- **What to produce**:
Exactly reproduce the line that contains "For every instance of the warning" and all lines after it in the entries below, through the very last line.

────────────────────────────────────────

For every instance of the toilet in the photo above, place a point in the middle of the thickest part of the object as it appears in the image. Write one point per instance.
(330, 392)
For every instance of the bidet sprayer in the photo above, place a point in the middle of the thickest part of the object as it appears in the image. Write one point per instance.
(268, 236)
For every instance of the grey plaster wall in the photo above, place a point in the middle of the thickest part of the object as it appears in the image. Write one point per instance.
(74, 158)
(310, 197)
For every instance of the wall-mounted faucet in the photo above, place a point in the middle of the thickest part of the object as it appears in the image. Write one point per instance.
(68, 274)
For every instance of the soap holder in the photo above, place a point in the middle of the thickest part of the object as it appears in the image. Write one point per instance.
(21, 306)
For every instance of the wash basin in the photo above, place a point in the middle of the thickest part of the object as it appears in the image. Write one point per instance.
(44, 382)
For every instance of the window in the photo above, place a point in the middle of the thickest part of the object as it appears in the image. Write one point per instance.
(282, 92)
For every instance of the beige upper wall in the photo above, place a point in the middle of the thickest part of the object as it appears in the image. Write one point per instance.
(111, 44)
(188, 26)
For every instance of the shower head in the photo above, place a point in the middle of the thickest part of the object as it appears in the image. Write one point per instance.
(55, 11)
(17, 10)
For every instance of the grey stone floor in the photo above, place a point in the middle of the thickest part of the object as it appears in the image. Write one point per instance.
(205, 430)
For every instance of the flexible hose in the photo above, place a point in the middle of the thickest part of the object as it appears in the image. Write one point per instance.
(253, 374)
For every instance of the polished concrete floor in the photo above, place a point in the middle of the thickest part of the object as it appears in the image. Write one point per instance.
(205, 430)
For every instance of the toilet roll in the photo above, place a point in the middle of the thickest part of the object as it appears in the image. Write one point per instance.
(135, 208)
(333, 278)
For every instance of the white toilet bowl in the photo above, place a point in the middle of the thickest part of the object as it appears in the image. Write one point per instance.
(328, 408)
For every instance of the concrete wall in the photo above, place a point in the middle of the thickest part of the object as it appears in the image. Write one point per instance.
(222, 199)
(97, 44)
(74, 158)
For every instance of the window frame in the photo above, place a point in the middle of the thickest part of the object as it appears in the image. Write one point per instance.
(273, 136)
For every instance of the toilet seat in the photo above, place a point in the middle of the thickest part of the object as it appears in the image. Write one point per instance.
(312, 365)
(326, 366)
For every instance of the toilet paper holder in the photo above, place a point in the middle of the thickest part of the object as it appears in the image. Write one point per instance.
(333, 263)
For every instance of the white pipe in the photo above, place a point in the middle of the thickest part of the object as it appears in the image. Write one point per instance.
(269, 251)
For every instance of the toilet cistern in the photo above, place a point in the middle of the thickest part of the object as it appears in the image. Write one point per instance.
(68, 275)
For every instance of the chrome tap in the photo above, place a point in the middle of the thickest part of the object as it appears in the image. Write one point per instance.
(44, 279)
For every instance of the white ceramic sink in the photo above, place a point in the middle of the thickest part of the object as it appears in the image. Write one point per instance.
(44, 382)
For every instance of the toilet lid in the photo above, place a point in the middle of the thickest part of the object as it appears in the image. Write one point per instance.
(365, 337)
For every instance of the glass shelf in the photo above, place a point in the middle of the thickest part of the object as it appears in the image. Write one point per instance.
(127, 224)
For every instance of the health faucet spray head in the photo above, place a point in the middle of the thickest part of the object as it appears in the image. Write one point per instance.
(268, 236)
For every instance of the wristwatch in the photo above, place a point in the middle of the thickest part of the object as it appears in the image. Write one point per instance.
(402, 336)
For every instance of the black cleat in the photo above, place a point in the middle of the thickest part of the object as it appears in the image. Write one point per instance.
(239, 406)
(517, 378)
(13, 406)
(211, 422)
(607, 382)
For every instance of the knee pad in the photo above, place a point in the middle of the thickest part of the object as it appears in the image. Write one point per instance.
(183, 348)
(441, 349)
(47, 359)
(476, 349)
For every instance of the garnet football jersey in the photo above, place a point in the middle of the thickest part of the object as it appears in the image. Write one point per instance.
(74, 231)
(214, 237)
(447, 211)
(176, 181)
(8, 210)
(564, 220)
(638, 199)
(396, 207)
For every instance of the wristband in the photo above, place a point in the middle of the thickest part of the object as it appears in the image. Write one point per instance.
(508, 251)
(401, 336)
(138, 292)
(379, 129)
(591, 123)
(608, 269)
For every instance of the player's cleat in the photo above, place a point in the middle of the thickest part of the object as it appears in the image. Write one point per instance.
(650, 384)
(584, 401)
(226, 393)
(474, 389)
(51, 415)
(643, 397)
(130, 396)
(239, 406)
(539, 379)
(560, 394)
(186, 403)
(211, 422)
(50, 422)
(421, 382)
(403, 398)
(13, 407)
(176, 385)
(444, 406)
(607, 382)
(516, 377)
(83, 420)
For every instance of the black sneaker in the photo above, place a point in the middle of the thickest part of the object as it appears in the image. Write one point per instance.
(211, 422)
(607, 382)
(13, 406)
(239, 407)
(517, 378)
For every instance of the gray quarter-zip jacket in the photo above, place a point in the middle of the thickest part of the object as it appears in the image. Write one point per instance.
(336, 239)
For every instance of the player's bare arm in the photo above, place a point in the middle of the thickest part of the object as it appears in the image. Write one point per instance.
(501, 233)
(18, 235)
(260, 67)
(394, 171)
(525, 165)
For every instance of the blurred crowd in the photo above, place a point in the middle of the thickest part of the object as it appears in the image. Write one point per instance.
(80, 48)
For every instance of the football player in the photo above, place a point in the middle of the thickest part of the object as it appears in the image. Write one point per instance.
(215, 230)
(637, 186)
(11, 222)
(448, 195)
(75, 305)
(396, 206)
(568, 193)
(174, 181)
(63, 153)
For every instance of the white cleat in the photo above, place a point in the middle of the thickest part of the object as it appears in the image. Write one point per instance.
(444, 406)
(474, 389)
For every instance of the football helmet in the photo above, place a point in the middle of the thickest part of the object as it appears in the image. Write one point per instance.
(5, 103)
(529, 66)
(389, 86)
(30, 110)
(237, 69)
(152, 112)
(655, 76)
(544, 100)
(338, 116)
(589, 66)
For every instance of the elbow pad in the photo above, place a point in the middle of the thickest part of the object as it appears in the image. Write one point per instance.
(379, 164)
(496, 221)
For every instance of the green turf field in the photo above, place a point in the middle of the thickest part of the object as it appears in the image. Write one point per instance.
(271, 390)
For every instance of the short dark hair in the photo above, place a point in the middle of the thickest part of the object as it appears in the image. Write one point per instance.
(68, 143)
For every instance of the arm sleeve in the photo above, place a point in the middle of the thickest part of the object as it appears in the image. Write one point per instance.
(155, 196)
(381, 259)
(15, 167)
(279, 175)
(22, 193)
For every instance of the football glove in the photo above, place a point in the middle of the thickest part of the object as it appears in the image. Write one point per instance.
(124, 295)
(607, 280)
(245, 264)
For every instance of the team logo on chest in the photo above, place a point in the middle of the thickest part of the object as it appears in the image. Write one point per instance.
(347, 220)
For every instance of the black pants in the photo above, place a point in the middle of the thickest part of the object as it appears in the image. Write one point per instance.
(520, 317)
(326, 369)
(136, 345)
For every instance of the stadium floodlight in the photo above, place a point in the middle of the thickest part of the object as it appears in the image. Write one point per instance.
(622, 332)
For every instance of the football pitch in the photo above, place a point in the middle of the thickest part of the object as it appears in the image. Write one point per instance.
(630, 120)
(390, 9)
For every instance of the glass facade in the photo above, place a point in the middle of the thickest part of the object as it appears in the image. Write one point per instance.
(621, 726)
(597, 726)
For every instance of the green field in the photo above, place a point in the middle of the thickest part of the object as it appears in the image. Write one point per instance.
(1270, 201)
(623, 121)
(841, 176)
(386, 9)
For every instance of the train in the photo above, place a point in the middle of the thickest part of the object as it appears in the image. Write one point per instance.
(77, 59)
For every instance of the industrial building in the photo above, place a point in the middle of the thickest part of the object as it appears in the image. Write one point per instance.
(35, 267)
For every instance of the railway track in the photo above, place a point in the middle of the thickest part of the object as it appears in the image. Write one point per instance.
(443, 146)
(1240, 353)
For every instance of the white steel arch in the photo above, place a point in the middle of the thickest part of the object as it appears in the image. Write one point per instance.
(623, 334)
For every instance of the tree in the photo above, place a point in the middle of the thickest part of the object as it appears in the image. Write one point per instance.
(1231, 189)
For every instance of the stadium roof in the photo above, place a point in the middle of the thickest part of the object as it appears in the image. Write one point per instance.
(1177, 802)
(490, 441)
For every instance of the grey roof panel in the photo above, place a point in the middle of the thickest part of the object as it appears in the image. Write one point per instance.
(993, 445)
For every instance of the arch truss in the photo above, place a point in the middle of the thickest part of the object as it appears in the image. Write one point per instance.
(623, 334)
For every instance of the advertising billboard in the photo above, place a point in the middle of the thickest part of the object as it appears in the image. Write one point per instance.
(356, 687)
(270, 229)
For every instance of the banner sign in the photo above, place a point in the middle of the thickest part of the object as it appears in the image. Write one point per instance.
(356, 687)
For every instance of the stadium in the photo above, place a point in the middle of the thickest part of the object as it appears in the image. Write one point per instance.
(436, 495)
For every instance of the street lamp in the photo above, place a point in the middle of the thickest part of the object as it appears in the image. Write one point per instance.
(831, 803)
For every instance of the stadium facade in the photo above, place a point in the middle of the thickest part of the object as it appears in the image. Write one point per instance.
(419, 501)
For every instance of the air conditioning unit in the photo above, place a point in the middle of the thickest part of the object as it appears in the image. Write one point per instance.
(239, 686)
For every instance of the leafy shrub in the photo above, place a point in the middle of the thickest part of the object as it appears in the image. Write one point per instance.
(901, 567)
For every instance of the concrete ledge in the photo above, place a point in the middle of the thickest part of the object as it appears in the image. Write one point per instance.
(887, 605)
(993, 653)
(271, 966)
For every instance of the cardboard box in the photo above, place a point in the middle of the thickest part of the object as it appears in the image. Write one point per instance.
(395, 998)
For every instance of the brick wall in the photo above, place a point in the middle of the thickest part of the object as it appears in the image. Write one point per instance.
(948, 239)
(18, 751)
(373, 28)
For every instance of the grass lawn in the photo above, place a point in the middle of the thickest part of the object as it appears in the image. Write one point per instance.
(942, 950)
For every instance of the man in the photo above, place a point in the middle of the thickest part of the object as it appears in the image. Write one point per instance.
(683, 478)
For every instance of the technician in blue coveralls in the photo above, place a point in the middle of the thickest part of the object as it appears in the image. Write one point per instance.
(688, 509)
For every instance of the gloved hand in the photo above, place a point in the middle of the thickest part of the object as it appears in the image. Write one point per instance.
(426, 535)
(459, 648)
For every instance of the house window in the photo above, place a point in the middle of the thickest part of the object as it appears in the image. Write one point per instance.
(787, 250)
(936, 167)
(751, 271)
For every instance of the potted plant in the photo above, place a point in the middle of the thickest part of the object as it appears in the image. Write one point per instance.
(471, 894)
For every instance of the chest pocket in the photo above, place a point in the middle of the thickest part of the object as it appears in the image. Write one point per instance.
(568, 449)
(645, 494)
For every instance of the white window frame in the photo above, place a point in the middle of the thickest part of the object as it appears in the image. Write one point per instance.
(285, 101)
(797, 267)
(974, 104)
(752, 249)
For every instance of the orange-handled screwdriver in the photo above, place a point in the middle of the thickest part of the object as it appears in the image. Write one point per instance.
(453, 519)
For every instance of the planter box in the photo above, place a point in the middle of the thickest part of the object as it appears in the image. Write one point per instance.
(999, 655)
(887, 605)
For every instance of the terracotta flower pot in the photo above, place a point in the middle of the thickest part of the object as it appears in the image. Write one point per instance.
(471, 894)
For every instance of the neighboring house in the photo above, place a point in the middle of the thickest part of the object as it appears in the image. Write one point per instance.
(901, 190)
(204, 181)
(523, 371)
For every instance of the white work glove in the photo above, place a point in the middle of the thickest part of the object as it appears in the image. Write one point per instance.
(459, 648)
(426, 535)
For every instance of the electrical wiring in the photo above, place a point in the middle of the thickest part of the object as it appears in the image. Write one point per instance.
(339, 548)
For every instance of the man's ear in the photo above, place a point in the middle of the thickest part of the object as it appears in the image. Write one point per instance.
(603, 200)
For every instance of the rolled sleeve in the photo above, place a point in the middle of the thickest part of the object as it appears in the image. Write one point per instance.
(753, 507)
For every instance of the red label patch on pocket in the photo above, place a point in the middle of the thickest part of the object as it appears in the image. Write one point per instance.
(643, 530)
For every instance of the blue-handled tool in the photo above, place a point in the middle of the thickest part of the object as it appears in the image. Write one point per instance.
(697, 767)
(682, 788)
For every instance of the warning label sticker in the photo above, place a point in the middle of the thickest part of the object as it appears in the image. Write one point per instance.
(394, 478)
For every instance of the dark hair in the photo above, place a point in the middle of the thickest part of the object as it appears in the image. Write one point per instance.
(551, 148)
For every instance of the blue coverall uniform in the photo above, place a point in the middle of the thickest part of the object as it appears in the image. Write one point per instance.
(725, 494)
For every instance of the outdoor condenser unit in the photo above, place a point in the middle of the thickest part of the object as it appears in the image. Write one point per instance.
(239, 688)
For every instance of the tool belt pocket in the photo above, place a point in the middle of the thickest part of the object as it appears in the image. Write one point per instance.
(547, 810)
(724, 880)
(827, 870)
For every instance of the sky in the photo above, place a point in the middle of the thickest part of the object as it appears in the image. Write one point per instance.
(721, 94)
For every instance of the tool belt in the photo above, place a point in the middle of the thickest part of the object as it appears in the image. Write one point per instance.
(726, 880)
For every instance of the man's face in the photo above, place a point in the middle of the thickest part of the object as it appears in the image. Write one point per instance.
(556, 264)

────────────────────────────────────────

- **Output**:
For every instance of the warning label sticker in the photo above, place a point in the middle of the thickest part of the object as it appears in the image. Write one point per instance.
(394, 478)
For every instance of the dark hair in the photo above, place a point in the middle of the thickest part of the object as it appears in the image. Write one point per instance.
(551, 148)
For every instance of the blue coverall uniform in the photo above, place a point in the middle of the thickest part of the object as it appears in the image. Write one point per instance.
(725, 494)
For every instance of the outdoor condenser unit in the photo above, place a point in the middle of the thickest part of the object as it appears in the image. Write one point per instance.
(239, 688)
For every instance of the tool belt pocket in the photo above, place a point in the middle of the thickest part of the object as it appears in the image. Write one point per instance.
(547, 810)
(724, 880)
(827, 870)
For every instance of the sky in the photo above, place a point in the middle of the thickest part of the object as it appears in the image. Write one point per instance.
(721, 94)
For every instance of the tool belt in the photo above, place a point in the middle of the thickest part of the object as it appears in the image. Write one point per instance.
(726, 880)
For every instance of the man's face in the photo above, place a point in the middle of the thickest part of the object as it appears in the image. Write one point per instance.
(556, 264)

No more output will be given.